__Dokumen__.
★ ★ ★ ★

Alhamdulillah, adik bayi sudah lahir, yang kami syukuri ia lahir dengan selamat meskipun kurang sehat. Dan operasi sesar mama juga berhasil sekarang tinggal operasi angkat rahim. Ya Allah lancarkan operasinya. Kuraih ponselku dan ku telpon yati serta aliya untuk mengabarkan bahwa operasi mama berjalan lancar dan adik bayi sudah lahir. Semoga mereka bisa jadi lebih tenang, itu  harapku.
Beberapa saat kemudian bapak mengajakku untuk mencari dokter, beliau hendak cek tensi, dan lain-lain. Karena memang sebelumnya bapak dalam kondisi kurang sehat, wajahnya pun masih pucat. Sebelumnya bapak sudah cari dokter umum di sekitaran Rumah Sakit namun entah kenapa pihak rumah sakit tidak bisa menerima pasien yang tidak terdaftar di rumah sakit tersebut.  Walhasil aku dan bapak harus keluar dari kompleks Rumah Sakit sebentar.
Setelah bertanya-tanya pada orang-orang asli sana kami pun tahu tak jauh dari situ ada dua praktik dokter umum. Aku mencoba ke sana namun sayang dua-duanya sudah tutup. Akhirnya bapakpun memilih untuk ke apotik saja, sekedar membeli obat dan vitamin. Sepanjang perjalanan menemani bapak itu aku berdoa  ya Allah kuatkan mama, adik bayi, dan juga kami. Aku tak bisa bayangkan di saat mama operasi lantas bapak sakit lagi seperti hari kemarin, sedangkan adik-adikku masih kecil semua. Kuatkan kami ya rabb!

★ ★ ★ ★

__Cuplikan Materi__.

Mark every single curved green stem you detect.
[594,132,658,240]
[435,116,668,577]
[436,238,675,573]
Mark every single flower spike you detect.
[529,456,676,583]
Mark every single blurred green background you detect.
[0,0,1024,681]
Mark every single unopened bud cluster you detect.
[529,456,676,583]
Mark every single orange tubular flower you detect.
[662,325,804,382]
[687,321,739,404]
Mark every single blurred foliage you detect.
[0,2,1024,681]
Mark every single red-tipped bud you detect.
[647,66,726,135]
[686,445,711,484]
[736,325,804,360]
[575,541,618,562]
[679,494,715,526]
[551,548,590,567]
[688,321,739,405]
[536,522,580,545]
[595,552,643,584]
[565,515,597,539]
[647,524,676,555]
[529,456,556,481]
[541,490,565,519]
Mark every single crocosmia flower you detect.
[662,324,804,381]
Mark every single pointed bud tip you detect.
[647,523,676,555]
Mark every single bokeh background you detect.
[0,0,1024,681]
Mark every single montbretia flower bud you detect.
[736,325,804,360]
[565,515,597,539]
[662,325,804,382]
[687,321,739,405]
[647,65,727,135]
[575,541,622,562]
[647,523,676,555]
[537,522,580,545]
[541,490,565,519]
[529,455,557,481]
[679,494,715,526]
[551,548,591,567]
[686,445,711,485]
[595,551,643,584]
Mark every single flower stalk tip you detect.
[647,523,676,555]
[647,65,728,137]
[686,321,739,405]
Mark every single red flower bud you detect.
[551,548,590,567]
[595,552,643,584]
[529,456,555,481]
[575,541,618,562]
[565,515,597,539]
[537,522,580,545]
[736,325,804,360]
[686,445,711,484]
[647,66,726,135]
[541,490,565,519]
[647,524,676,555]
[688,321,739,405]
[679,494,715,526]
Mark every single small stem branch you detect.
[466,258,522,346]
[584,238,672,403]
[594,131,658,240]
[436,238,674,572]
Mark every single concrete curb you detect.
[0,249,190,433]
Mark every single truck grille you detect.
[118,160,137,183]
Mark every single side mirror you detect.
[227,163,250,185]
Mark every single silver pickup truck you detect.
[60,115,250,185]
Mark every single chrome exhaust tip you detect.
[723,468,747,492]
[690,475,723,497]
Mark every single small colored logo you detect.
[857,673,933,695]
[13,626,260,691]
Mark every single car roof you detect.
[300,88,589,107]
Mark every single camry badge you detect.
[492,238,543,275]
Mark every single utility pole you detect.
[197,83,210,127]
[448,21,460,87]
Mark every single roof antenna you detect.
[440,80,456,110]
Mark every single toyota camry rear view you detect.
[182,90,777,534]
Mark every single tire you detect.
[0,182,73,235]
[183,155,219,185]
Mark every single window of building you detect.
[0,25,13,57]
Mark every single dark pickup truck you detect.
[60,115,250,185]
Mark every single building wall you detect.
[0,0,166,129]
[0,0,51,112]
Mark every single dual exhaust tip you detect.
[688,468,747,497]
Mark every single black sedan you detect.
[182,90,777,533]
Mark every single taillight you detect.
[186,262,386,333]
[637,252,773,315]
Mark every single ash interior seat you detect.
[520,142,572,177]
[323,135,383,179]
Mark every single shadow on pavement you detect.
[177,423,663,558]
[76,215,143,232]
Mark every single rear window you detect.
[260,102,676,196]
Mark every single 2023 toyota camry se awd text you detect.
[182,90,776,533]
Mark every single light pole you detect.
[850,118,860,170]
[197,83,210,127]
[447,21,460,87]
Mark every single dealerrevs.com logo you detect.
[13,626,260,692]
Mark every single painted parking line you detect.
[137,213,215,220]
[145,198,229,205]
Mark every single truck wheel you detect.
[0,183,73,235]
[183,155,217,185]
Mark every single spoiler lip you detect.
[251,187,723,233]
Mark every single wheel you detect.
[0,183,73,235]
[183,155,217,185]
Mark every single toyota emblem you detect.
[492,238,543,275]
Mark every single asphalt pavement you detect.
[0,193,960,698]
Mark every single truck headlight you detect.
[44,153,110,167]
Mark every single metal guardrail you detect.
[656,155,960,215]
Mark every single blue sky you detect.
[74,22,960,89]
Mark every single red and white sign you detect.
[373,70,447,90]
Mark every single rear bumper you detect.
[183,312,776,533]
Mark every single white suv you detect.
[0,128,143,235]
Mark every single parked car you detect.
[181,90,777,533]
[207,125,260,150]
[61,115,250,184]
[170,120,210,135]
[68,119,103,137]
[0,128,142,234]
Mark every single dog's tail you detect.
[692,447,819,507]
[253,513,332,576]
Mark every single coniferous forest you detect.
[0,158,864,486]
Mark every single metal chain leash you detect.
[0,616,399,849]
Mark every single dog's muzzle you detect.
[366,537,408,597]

★ ★ ★ ★

__Tugas__. Tolong sebutkan, menurut dokumen, untuk apa bapak pergi ke apotik. Materi ini terpisah dari dokumen.

__Jawaban Tugas__. Untuk membeli obat dan vitamin.